§ Aim
Everything in the listing except the pictures should be written out exactly.

§ Raw records
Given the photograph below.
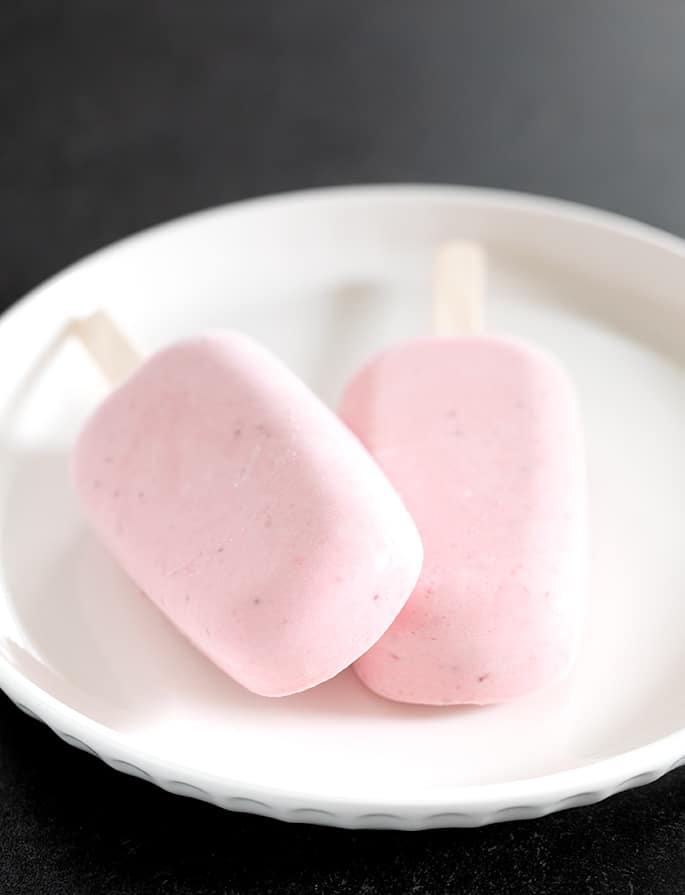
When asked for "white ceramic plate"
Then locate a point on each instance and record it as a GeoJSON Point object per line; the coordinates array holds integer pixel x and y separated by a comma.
{"type": "Point", "coordinates": [325, 279]}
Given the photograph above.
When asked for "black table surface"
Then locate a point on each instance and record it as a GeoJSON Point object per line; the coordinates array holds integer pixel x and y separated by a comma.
{"type": "Point", "coordinates": [117, 115]}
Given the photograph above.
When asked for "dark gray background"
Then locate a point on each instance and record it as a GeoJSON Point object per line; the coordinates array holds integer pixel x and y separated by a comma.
{"type": "Point", "coordinates": [117, 115]}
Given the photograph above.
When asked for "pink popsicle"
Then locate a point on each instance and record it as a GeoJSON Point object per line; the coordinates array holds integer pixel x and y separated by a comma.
{"type": "Point", "coordinates": [482, 439]}
{"type": "Point", "coordinates": [247, 513]}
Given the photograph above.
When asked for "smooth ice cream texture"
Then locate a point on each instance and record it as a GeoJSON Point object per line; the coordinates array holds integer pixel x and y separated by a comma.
{"type": "Point", "coordinates": [247, 512]}
{"type": "Point", "coordinates": [482, 439]}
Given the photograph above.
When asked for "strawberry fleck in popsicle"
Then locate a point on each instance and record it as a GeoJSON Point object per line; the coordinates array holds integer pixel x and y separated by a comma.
{"type": "Point", "coordinates": [247, 512]}
{"type": "Point", "coordinates": [482, 439]}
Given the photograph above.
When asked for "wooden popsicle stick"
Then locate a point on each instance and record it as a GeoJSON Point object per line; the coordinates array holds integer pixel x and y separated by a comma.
{"type": "Point", "coordinates": [110, 349]}
{"type": "Point", "coordinates": [459, 288]}
{"type": "Point", "coordinates": [108, 345]}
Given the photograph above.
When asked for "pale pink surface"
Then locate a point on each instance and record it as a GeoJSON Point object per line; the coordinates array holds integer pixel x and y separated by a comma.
{"type": "Point", "coordinates": [247, 512]}
{"type": "Point", "coordinates": [482, 439]}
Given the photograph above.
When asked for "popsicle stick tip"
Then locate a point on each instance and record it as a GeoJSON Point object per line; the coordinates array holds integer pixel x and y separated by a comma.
{"type": "Point", "coordinates": [111, 349]}
{"type": "Point", "coordinates": [459, 287]}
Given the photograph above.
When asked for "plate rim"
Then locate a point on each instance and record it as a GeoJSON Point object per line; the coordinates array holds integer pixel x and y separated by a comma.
{"type": "Point", "coordinates": [458, 805]}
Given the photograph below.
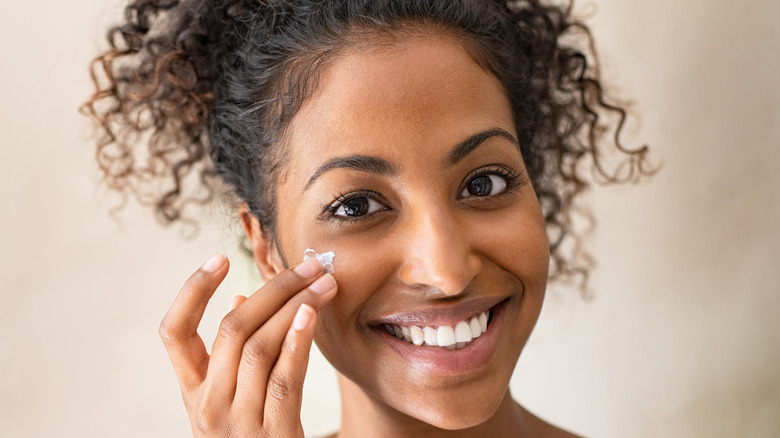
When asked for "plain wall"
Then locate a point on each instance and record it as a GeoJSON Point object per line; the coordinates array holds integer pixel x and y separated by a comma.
{"type": "Point", "coordinates": [681, 340]}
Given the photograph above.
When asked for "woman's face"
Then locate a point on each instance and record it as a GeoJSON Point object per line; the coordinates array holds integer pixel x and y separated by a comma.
{"type": "Point", "coordinates": [404, 163]}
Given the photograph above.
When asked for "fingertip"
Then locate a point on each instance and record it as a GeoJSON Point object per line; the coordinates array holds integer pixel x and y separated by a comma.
{"type": "Point", "coordinates": [237, 300]}
{"type": "Point", "coordinates": [215, 263]}
{"type": "Point", "coordinates": [303, 317]}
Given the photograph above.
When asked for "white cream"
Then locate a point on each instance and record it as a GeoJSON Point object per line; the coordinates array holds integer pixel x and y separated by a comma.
{"type": "Point", "coordinates": [447, 336]}
{"type": "Point", "coordinates": [325, 259]}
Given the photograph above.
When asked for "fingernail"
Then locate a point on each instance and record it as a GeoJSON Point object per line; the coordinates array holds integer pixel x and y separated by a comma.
{"type": "Point", "coordinates": [302, 317]}
{"type": "Point", "coordinates": [308, 269]}
{"type": "Point", "coordinates": [214, 263]}
{"type": "Point", "coordinates": [238, 299]}
{"type": "Point", "coordinates": [323, 285]}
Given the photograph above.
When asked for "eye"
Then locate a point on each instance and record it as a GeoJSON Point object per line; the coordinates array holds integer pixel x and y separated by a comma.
{"type": "Point", "coordinates": [484, 185]}
{"type": "Point", "coordinates": [356, 207]}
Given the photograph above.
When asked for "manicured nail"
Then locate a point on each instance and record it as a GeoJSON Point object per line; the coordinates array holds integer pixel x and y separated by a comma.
{"type": "Point", "coordinates": [238, 299]}
{"type": "Point", "coordinates": [308, 269]}
{"type": "Point", "coordinates": [302, 317]}
{"type": "Point", "coordinates": [214, 263]}
{"type": "Point", "coordinates": [323, 285]}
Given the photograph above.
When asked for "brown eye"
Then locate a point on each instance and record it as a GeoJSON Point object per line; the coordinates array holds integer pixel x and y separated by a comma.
{"type": "Point", "coordinates": [484, 185]}
{"type": "Point", "coordinates": [358, 206]}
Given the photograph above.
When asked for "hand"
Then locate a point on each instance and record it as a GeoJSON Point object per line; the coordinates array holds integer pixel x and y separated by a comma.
{"type": "Point", "coordinates": [251, 384]}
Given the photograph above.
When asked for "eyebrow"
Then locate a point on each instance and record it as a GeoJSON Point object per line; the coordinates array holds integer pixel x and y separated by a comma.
{"type": "Point", "coordinates": [380, 166]}
{"type": "Point", "coordinates": [363, 163]}
{"type": "Point", "coordinates": [462, 149]}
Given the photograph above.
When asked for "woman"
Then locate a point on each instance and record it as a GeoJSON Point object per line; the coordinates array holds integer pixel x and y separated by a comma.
{"type": "Point", "coordinates": [432, 146]}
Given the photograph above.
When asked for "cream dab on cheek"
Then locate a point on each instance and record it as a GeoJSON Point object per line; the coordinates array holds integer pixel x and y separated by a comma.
{"type": "Point", "coordinates": [325, 259]}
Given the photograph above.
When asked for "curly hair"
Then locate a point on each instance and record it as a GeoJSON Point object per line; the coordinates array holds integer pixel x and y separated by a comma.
{"type": "Point", "coordinates": [193, 96]}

§ Solution to this exercise
Given the photograph below.
When asked for "white ceramic plate"
Then locate a point on each instance and record it as a GeoJSON Point object per line; the coordinates array holds integer pixel x and y separated by a comma.
{"type": "Point", "coordinates": [325, 279]}
Given the photograph above.
When asked for "black table surface"
Then locate a point on each instance and record it as a GeoJSON Point object per line; the coordinates array holds integer pixel x and y separated by a comma.
{"type": "Point", "coordinates": [117, 115]}
Given the photograph above.
When asked for "dark gray background"
Then locate a point on each instance and record it as a GeoJSON Point object per line; the coordinates array holds integer pixel x and y separated by a comma.
{"type": "Point", "coordinates": [117, 115]}
Given the photograph above.
When asked for "pink popsicle"
Then locate a point on each instance and record it as a GeoJSON Point object per line; the coordinates array holds integer pixel x and y separated by a comma.
{"type": "Point", "coordinates": [482, 439]}
{"type": "Point", "coordinates": [247, 513]}
Given the photograph above.
When asked for "smooth ice cream texture"
Then locate a point on each instance and record it as a GeoJSON Point object per line; the coordinates array holds integer pixel x and y separated by a comma.
{"type": "Point", "coordinates": [247, 512]}
{"type": "Point", "coordinates": [482, 439]}
Given the photograph above.
When asked for "strawberry fleck in popsicle"
Then locate a point on each instance and record it as a GeoJSON Point object per line; the coordinates array holds integer pixel x and y separated by a comma.
{"type": "Point", "coordinates": [247, 512]}
{"type": "Point", "coordinates": [482, 439]}
Given the photograph above.
When asked for "wooden popsicle stick"
Then locate a point on each instance and record it as a GeoJSON Point object per line; the coordinates array holds integer pixel x and y separated by a comma.
{"type": "Point", "coordinates": [110, 349]}
{"type": "Point", "coordinates": [459, 288]}
{"type": "Point", "coordinates": [108, 345]}
Given the photograph above.
When asked for "pale pink surface"
Then locate a point on each instance and record it as a GeoJSON Point object per line; the coordinates array holds integer pixel x and y separated by a comma.
{"type": "Point", "coordinates": [247, 512]}
{"type": "Point", "coordinates": [482, 439]}
Given the photograph above.
When asked for "popsicle stick tip"
Then locate a point on each instance and record it as a GeoJSON Point object per line; the coordinates array holds integer pixel x and y separated by a comma.
{"type": "Point", "coordinates": [111, 349]}
{"type": "Point", "coordinates": [459, 287]}
Given the photograph above.
When asked for "plate rim"
Then locate a point on each instance and record it as a GeoJSON Point object per line; the coordinates array holds integer pixel x and y separated by a comma.
{"type": "Point", "coordinates": [458, 805]}
Given the photograph below.
When asked for "plain wall"
Then locate a point on each instance and record it as a GeoJSON Point object per line; the coordinates array holds integer pixel x and y separated by a comma.
{"type": "Point", "coordinates": [681, 340]}
Given the photograph above.
When asked for "woman's face"
Then locate a point on each instance and record it as a GeoJSON Point object per line; the coordinates array holds integer pixel x and y separated by a comma.
{"type": "Point", "coordinates": [404, 163]}
Given the photograph above.
When asked for "fingertip"
Then locate a point on each instance and record it as a GeoJSON Point object per line; the coordinates array holds integer pixel x and y separated by a comma.
{"type": "Point", "coordinates": [237, 300]}
{"type": "Point", "coordinates": [215, 263]}
{"type": "Point", "coordinates": [303, 317]}
Given the photograph above.
When asked for "white cream"
Then locate a point on each instance and record it as a GeoJSON Point object per line; the coordinates array holds integer pixel x and y separated by a comma.
{"type": "Point", "coordinates": [447, 336]}
{"type": "Point", "coordinates": [325, 259]}
Given the photograph above.
When asked for "fingernail"
Then locate a point on each instance and record it as a GeoJSON Point object per line; the coordinates array holds integer pixel x and y separated by a comma.
{"type": "Point", "coordinates": [302, 317]}
{"type": "Point", "coordinates": [308, 269]}
{"type": "Point", "coordinates": [214, 263]}
{"type": "Point", "coordinates": [238, 299]}
{"type": "Point", "coordinates": [323, 285]}
Given the photograph above.
When asked for "eye"
Then locate a point on each instance and record it as a GeoJSON Point object per line; the coordinates array holds integer pixel x and y separated by a comma.
{"type": "Point", "coordinates": [484, 185]}
{"type": "Point", "coordinates": [356, 207]}
Given the photograph above.
When asked for "manicured nail"
Then locate a point on each instance and record it as a GeoJSON Point object per line; the coordinates array holds integer pixel x and y separated by a comma.
{"type": "Point", "coordinates": [238, 299]}
{"type": "Point", "coordinates": [308, 269]}
{"type": "Point", "coordinates": [302, 317]}
{"type": "Point", "coordinates": [214, 263]}
{"type": "Point", "coordinates": [323, 285]}
Given the photograph above.
When asked for "brown eye"
Then locate a point on each instance and record it as a GeoJSON Point object per line; the coordinates array holds integer pixel x and y separated by a comma.
{"type": "Point", "coordinates": [484, 185]}
{"type": "Point", "coordinates": [358, 206]}
Given the photograph above.
When asked for "hand"
Then locate a point on each instance and record it as a GeoJSON Point object per line; the coordinates array holds integer pixel x and y separated by a comma.
{"type": "Point", "coordinates": [251, 384]}
Given the photograph above.
When asked for "eyebrow"
Then locate a point on each instance and record it as a GeoJSON Point object per line; the coordinates array holds integer pixel x and y separated by a comma.
{"type": "Point", "coordinates": [380, 166]}
{"type": "Point", "coordinates": [363, 163]}
{"type": "Point", "coordinates": [462, 149]}
Given the photograph above.
When asked for "woman"
Then locate a point on each instance and record it as a GeoJSON Point object per line; the coordinates array holds integer pixel x and y separated by a comma.
{"type": "Point", "coordinates": [432, 146]}
Given the photograph above.
When asked for "cream dab on cheek"
Then locate a point on each instance and record it as a GeoJSON Point object per line; the coordinates array holds integer pixel x and y separated by a comma.
{"type": "Point", "coordinates": [325, 259]}
Given the photograph above.
When asked for "curly hair"
Then locate a point on each instance and record it as a GeoJSON Point object per line; the coordinates array holds integer pixel x and y separated by a comma.
{"type": "Point", "coordinates": [193, 96]}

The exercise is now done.